• **Recorded data**:
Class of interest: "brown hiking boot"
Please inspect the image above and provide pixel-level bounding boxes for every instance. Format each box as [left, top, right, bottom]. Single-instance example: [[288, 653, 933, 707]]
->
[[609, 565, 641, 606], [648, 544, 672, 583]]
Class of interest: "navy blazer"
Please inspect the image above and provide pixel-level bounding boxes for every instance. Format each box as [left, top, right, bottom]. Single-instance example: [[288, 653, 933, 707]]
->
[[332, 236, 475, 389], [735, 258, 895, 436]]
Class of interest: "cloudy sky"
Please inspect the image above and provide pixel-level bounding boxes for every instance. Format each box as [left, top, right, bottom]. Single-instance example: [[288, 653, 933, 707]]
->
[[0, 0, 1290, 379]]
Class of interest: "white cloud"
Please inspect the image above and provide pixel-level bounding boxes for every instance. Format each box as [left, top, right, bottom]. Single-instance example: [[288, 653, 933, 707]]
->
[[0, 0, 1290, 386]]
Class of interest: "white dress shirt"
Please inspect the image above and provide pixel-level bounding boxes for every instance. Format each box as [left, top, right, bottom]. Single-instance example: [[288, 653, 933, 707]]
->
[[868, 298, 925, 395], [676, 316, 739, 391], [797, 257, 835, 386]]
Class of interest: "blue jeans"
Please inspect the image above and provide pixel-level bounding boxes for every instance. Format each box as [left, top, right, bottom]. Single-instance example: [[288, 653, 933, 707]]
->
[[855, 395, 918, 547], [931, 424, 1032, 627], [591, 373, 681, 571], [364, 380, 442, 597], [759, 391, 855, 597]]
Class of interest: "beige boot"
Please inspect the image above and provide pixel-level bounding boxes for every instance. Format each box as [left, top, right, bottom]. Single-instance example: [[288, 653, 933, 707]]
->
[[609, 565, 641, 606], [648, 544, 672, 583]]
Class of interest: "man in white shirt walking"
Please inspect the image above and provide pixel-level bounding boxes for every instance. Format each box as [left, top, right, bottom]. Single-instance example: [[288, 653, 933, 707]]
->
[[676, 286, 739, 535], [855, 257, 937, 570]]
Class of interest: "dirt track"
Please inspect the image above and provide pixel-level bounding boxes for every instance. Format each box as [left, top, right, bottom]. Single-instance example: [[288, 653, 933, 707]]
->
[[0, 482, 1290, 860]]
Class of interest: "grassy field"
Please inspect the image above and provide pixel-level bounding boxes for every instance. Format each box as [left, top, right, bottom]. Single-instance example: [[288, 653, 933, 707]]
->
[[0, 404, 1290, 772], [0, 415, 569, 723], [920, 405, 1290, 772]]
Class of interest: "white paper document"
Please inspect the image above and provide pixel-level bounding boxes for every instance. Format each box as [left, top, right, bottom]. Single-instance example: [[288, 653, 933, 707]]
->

• **What is asked**: Which lines of the material above contain the string "white"? Pick them out and copy each one, treating uppercase and lowercase as different.

• **Complete answer**:
Class of interest: "white cloud"
Class of interest: "white dress shirt"
Class of interest: "man in white shirt walking"
Class of interest: "white paper document"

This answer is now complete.